No sabemos qué hacer con la muerte. De mil maneras distintas pretendemos haber conjurado los principales fantasmas: el dolor, el tedio, el futuro, la historia pasada. Nada escapa a nuestra curiosidad, excepto la muerte. En nuestra época se ha producido esta formidable paradoja: aumenta de manera espléndida la expectativa de vida de la población humana y, en paralelo, aumenta fabulosamente el pánico a la muerte. La hipocondría se ha convertido en la vivencia más común. La comodidad europea que nos ha tocado en suerte produce una sorprendente inseguridad. Hoy nos da miedo el agua del grifo, ayer el aire acondicionado, anteayer los filetes. La muerte horroriza, aunque, en un rizo nuevamente paradójico, nos encanta contemplarla en las películas. La hemos convertido en una mentira narrativa. En ficción. Convertida en cuento, expulsada de nuestras casas y después de pasar por las enguantadas manos de sanitarios y funerarios, acaba siendo administrada por los clérigos.

Los familiares de los muertos, en general, a la hora de la verdad, siguen considerando a los curas (tan vapuleados estos días) como los últimos taxistas de la esperanza. No importa si el modelo que esos taxistas usan está herrumbroso, a punto para el desguace. Ciertamente: la creencia en la vida espiritual tendría que parecer muy anacrónica en pleno apoteosis del consumo. Pero no es menos contemporáneo el relativismo ideológico. Si todo es verdad y todo es mentira, ante la inevitable fatalidad de la muerte, qué más da: por probar que no quede.

Del brazo de la muerte, pues, incluso los frívolos y los no practicantes regresan al rebaño. Y puede que más de un anticlerical. Los amigos y parientes los acompañan. Los entierros, por otra parte, no son ceremonias improvisadas como las que se producen en los tanatorios laicos. El oficiante acoge al gentío con naturalidad, sin reproches ni equívocos, a sabiendas de que, en circunstancias habituales, el público que abarrota su iglesia le daría el esquinazo. Y el público le corresponde aceptando en silencio los ritos y lecturas. La muerte reune a los restos del naufragio de las creencias. Los dos ámbitos, civil y religioso, reconocen sus limitaciones. La Iglesia acepta su papel de autobús-escoba que recoge y entierra los cadáveres. Y la sociedad, escéptica y distante, reconoce que sólo los clérigos, con sus viejas palabras, consiguen despedir a los muertos con una lírica contrastada.

=== MATERIAL PROPORCIONADO ===
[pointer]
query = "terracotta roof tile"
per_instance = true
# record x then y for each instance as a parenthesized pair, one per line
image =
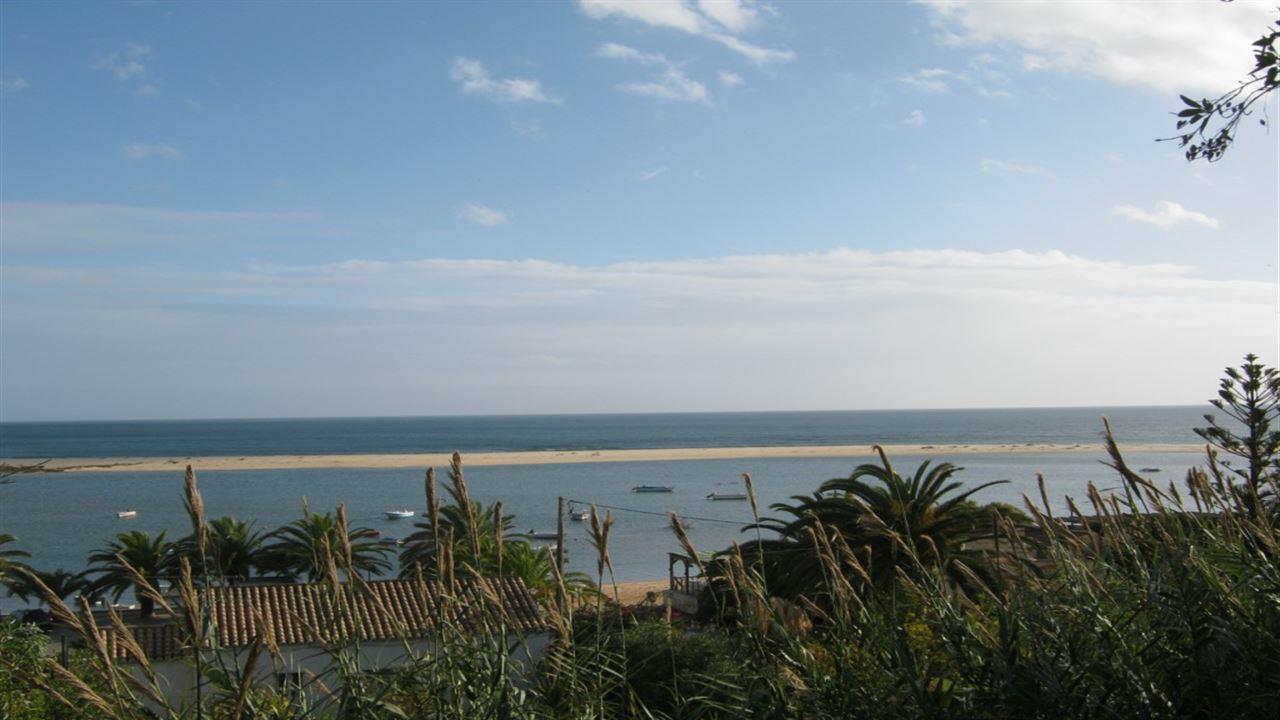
* * *
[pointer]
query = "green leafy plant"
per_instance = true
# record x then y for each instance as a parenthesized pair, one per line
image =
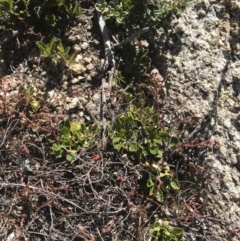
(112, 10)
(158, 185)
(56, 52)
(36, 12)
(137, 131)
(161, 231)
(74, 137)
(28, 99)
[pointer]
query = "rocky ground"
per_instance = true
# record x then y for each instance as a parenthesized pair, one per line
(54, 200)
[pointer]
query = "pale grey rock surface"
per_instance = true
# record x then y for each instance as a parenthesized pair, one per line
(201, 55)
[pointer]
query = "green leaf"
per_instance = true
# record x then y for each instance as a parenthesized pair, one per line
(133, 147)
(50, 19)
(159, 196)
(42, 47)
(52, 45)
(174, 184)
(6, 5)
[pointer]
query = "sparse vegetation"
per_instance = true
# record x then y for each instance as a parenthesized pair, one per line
...
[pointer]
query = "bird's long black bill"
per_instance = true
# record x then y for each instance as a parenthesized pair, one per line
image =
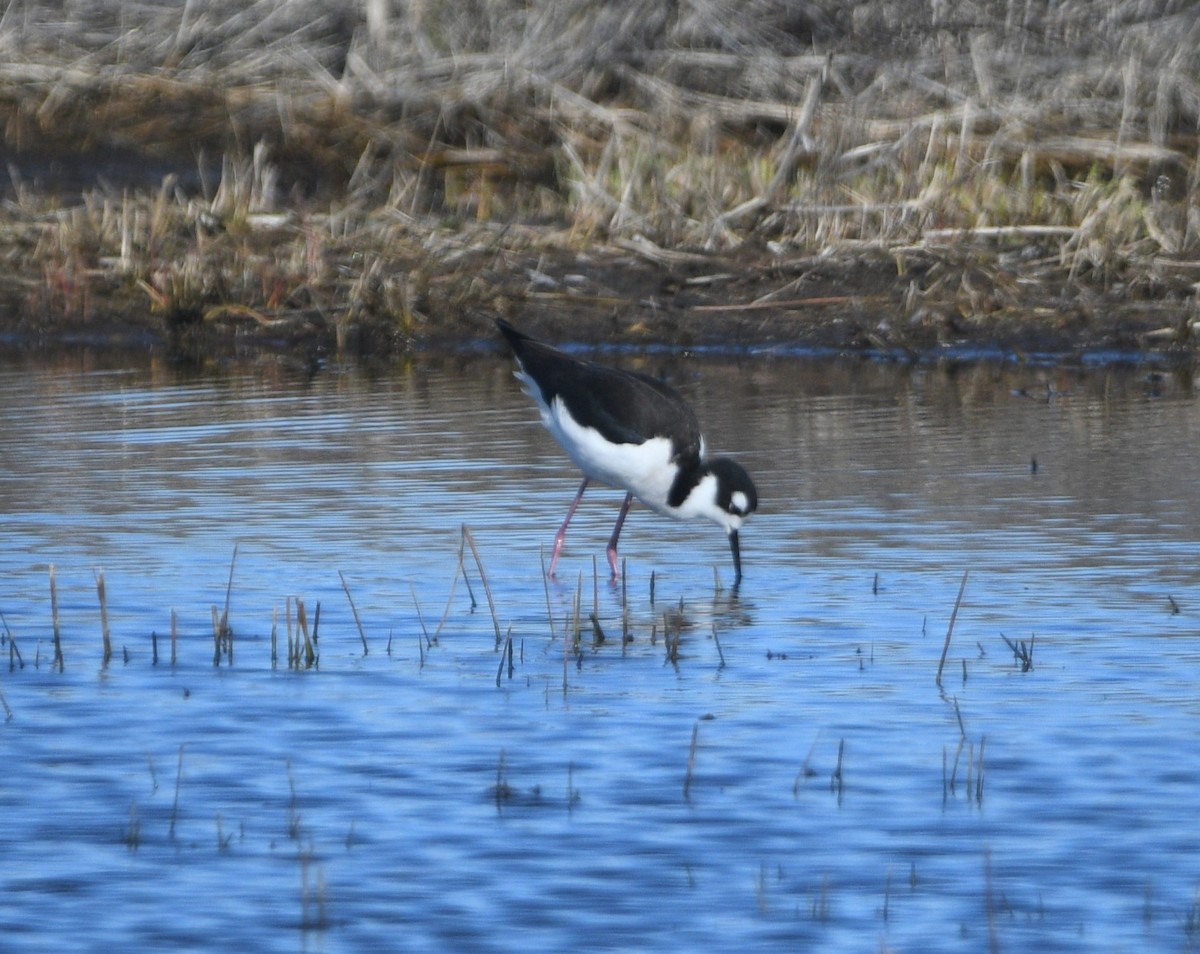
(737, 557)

=== PREGUNTAS DE ESTUDIO ===
a. Repite el fragmento del texto sobre la muerte desde "Los familiares de" hasta "que no quede.".
b. Enumera los fantasmas que, según el texto sobre la muerte, pretendemos haber conjurado.
c. Resume en forma de lista el párrafo del texto sobre la muerte que empieza con "Los familiares de los muertos" y conserva sus datos principales.
Las filas no tienen relación con el texto sobre la muerte.

=== RESPUESTAS DEL EJERCICIO ===
a.
Los familiares de los muertos, en general, a la hora de la verdad, siguen considerando a los curas (tan vapuleados estos días) como los últimos taxistas de la esperanza. No importa si el modelo que esos taxistas usan está herrumbroso, a punto para el desguace. Ciertamente: la creencia en la vida espiritual tendría que parecer muy anacrónica en pleno apoteosis del consumo. Pero no es menos contemporáneo el relativismo ideológico. Si todo es verdad y todo es mentira, ante la inevitable fatalidad de la muerte, qué más da: por probar que no quede.

b. El dolor, el tedio, el futuro y la historia pasada.

c.
- En general, los familiares de los muertos siguen viendo a los curas como los últimos taxistas de la esperanza, aunque hoy se los critique mucho.
- No importa que el modelo de esos taxistas esté herrumbroso y a punto para el desguace.
- La creencia en la vida espiritual debería parecer anacrónica en pleno apogeo del consumo, pero el relativismo ideológico es igual de contemporáneo.
- Si todo es verdad y todo es mentira, ante la muerte no se pierde nada por probar.